Working data ::
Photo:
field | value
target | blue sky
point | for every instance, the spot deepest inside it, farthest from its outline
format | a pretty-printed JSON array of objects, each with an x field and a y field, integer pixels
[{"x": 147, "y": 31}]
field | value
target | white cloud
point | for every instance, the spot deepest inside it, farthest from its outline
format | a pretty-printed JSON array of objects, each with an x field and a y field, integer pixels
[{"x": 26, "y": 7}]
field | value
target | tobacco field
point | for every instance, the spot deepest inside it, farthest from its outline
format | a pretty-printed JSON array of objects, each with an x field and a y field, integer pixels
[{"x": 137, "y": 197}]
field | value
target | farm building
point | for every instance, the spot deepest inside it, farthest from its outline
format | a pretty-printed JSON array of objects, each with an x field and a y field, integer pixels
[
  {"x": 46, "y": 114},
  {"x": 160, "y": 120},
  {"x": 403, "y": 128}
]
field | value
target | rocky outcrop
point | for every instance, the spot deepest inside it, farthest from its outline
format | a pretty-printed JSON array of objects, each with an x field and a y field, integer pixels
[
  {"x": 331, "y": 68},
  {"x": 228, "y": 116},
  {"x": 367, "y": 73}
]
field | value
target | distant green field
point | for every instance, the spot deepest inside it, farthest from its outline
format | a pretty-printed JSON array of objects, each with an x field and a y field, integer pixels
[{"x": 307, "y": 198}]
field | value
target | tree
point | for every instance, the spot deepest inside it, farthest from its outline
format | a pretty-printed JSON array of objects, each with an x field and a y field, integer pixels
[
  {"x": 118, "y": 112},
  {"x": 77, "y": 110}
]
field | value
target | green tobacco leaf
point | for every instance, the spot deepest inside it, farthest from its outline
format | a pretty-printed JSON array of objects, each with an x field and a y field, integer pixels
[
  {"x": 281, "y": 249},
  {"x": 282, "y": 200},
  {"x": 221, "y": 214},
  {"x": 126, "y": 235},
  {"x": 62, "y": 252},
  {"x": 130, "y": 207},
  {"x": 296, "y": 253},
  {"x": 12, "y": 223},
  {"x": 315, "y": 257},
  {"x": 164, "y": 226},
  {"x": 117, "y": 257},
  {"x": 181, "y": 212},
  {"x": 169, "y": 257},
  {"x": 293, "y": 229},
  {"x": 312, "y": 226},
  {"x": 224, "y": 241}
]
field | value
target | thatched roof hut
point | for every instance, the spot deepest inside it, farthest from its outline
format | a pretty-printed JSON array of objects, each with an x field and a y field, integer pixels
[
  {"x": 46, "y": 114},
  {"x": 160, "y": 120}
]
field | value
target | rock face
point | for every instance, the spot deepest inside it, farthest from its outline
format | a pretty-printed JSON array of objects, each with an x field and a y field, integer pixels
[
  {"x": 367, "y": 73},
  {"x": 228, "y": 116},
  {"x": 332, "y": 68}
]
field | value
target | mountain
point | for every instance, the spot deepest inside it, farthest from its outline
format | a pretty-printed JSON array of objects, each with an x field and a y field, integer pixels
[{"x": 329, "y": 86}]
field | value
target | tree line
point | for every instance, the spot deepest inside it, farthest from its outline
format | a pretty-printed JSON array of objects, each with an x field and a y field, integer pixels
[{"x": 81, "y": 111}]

Task goal :: How many lines of the records above contain the string "green", matching case exactly? Give only the number.

Right answer :: 2